* _Exercise directions_
Return every line of the data below that contains the string "window". Case counts.

* _Extracted data_
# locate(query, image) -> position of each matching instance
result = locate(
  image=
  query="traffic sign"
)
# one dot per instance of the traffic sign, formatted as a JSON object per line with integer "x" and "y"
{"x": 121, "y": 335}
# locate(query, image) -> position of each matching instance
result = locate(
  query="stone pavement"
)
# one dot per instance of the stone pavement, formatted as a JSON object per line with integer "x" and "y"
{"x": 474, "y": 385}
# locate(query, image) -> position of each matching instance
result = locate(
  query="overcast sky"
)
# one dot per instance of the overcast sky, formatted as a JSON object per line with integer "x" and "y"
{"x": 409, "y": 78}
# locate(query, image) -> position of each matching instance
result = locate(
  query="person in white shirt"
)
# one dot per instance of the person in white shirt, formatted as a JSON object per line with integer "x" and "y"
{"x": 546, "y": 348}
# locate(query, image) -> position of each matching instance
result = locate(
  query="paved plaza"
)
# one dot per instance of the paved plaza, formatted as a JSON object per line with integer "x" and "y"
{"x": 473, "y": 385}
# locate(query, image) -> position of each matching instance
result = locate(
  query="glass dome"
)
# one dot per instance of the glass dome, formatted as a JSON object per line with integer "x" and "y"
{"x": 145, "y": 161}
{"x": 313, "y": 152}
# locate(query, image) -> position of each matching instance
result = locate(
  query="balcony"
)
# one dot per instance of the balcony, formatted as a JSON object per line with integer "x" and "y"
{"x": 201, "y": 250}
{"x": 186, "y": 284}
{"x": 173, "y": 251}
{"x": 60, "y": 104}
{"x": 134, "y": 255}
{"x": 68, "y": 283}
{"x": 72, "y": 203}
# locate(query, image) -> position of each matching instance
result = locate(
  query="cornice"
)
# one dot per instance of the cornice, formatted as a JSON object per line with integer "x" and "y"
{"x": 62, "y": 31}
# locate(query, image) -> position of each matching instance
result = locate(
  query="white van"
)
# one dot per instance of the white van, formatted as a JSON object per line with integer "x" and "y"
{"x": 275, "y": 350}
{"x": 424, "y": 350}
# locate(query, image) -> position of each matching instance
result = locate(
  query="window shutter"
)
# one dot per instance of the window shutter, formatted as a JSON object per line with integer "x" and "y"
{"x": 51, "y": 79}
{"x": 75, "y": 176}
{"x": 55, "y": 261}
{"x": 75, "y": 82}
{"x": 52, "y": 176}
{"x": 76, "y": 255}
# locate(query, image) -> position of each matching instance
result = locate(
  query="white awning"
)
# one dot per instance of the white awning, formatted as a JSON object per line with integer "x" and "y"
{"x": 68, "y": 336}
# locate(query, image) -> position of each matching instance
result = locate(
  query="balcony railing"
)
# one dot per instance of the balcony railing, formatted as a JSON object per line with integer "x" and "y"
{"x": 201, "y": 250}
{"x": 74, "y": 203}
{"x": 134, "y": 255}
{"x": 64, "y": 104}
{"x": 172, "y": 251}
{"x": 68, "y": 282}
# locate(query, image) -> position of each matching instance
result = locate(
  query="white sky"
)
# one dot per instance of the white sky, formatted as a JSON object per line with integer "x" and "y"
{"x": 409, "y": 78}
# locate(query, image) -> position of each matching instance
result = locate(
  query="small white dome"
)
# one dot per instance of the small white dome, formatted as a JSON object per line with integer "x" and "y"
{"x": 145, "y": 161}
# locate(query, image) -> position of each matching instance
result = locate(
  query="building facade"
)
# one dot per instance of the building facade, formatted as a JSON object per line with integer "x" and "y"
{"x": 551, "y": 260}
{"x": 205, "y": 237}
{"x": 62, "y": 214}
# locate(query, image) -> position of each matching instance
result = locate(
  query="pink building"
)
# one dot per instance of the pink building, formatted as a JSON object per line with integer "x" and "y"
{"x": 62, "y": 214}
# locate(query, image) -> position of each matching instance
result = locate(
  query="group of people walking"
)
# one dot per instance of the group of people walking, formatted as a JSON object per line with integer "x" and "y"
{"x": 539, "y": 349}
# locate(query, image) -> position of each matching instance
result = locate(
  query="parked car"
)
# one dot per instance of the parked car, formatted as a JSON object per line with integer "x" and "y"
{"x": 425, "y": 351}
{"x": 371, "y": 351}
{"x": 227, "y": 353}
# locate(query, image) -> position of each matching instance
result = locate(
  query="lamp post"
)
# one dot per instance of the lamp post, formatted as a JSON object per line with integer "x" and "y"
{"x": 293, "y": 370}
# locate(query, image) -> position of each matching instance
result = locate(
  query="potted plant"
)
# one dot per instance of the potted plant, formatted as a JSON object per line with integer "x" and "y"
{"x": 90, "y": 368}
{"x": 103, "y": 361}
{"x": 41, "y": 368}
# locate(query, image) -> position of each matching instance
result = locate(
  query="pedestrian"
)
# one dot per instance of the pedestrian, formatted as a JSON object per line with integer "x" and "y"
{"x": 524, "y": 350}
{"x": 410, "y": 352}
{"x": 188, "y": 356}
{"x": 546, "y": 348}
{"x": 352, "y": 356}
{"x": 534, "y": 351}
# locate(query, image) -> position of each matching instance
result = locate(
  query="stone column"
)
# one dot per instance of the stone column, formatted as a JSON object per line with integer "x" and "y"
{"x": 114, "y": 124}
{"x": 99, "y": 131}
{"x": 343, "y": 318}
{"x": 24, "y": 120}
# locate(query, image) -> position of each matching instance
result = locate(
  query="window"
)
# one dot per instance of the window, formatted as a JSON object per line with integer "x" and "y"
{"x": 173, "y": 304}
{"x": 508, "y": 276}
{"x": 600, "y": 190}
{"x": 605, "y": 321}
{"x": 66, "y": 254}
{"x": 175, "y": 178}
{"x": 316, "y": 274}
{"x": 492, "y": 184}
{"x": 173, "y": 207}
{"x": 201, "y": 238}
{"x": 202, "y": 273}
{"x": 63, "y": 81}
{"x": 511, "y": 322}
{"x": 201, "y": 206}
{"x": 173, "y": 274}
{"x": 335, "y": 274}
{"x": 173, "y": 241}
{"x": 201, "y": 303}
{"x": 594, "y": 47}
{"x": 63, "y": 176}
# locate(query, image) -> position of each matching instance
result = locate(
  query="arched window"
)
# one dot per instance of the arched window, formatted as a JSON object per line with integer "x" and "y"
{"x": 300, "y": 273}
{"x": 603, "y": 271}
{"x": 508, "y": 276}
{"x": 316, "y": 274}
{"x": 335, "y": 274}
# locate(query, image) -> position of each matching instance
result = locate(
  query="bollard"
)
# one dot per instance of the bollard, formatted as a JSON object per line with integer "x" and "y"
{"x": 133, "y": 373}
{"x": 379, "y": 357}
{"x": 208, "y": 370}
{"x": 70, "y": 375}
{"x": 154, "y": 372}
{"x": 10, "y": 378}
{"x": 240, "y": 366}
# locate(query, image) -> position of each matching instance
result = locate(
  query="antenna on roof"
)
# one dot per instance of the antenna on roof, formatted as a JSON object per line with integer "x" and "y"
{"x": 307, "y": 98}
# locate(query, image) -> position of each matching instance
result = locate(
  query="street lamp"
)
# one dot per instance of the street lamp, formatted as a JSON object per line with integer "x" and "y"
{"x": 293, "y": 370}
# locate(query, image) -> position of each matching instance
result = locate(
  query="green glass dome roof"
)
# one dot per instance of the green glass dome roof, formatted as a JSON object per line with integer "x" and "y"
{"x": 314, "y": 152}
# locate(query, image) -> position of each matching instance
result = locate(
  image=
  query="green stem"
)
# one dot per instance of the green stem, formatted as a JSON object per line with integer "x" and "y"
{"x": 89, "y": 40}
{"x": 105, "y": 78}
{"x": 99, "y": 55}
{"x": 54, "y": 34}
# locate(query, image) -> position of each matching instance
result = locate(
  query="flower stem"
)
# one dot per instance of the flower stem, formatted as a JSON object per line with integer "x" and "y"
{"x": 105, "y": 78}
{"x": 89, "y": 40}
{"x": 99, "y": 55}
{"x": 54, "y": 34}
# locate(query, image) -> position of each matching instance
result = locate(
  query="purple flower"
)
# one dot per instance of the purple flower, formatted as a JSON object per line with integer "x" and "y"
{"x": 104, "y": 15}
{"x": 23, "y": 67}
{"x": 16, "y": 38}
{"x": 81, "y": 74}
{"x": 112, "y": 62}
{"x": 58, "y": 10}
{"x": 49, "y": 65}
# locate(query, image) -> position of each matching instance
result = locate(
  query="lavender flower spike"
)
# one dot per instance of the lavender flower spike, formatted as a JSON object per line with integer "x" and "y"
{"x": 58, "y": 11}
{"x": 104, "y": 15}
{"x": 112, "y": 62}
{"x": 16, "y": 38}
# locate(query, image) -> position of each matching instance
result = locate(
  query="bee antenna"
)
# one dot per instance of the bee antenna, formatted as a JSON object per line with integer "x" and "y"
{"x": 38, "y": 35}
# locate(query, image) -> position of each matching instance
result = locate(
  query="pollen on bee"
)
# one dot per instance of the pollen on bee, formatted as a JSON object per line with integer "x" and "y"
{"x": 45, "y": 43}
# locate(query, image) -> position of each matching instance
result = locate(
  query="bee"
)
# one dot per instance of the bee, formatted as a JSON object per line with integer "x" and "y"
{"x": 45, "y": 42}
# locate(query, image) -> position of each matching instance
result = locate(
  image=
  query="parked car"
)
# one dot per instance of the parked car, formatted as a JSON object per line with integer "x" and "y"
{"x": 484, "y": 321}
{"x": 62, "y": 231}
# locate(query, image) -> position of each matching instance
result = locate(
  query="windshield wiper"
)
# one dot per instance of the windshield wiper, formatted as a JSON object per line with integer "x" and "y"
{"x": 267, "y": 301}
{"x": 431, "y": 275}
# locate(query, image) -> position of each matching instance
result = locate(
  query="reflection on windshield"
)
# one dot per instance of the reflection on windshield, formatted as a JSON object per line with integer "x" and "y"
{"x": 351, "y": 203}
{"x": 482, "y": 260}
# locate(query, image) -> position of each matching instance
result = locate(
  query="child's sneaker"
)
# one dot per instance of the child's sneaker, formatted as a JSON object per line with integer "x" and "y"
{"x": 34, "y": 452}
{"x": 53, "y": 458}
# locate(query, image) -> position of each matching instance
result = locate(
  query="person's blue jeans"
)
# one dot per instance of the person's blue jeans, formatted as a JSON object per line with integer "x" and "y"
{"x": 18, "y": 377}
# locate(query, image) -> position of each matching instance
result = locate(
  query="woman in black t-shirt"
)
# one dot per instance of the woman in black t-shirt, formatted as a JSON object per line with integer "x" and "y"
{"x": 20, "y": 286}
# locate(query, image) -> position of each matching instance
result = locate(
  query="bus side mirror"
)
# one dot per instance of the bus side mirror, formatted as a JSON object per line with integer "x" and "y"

* _Exercise result_
  query="window shutter"
# one dot per instance of the window shutter, formatted as a JSON object per line with integer "x" and "y"
  query="window"
# one dot per instance of the window, formatted as a JSON object per line with integer "x" and "y"
  query="arched window"
# one dot per instance of the arched window, formatted as a JSON object per line with integer "x" and "y"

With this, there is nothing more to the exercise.